Copy out the records word for word, starting with the first line and going on through the line that contains "box: [332, 0, 368, 196]". Leave the pictures out.

# Records shown:
****************************************

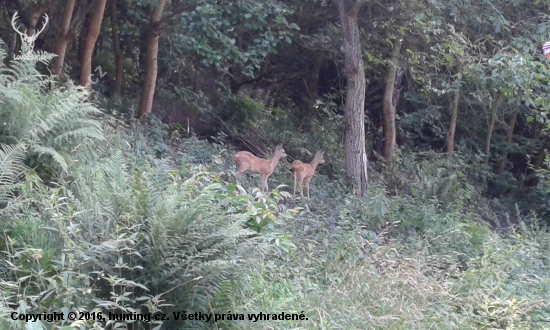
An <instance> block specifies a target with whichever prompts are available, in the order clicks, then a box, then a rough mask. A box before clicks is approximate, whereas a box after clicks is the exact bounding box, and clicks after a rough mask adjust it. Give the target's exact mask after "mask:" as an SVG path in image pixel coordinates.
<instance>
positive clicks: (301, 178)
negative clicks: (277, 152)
mask: <svg viewBox="0 0 550 330" xmlns="http://www.w3.org/2000/svg"><path fill="white" fill-rule="evenodd" d="M303 184H304V177H303V176H301V177H300V185H299V186H298V187H299V188H300V194H301V195H302V197H304V186H303Z"/></svg>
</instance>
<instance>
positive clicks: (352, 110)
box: [332, 0, 368, 196]
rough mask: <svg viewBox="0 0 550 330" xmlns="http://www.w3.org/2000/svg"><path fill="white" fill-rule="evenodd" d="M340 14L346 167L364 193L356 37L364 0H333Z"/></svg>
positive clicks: (363, 99) (364, 165)
mask: <svg viewBox="0 0 550 330" xmlns="http://www.w3.org/2000/svg"><path fill="white" fill-rule="evenodd" d="M332 2H333V3H334V5H335V6H336V8H337V9H338V14H339V16H340V29H341V32H342V48H341V51H342V52H343V53H344V68H345V73H346V79H347V93H346V104H345V107H344V122H345V139H344V148H345V168H346V172H347V175H348V176H350V177H351V178H353V179H354V180H355V183H356V188H357V194H358V195H359V196H364V194H365V192H366V191H367V186H368V174H367V153H366V150H365V111H364V108H365V87H366V83H365V71H364V69H363V51H362V48H361V42H360V39H359V26H358V24H357V13H358V11H359V10H360V9H361V7H362V6H363V5H364V4H365V3H366V2H367V1H365V0H356V1H351V0H332Z"/></svg>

****************************************

# Task result:
An <instance> block specifies a target with whichever prompts are available, in the order clicks, then a box, then a rough mask. A box before clicks is approximate, whereas a box after clicks is the exact bounding box, and clicks after a rough mask adjust it. Give the target's exact mask after "mask:" as an SVG path in image pixel coordinates.
<instance>
positive clicks: (301, 178)
negative clicks: (277, 152)
mask: <svg viewBox="0 0 550 330" xmlns="http://www.w3.org/2000/svg"><path fill="white" fill-rule="evenodd" d="M303 184H304V177H303V176H301V177H300V185H299V186H298V187H299V188H300V194H301V195H302V197H304V186H303Z"/></svg>
</instance>
<instance>
positive clicks: (352, 110)
box: [332, 0, 368, 196]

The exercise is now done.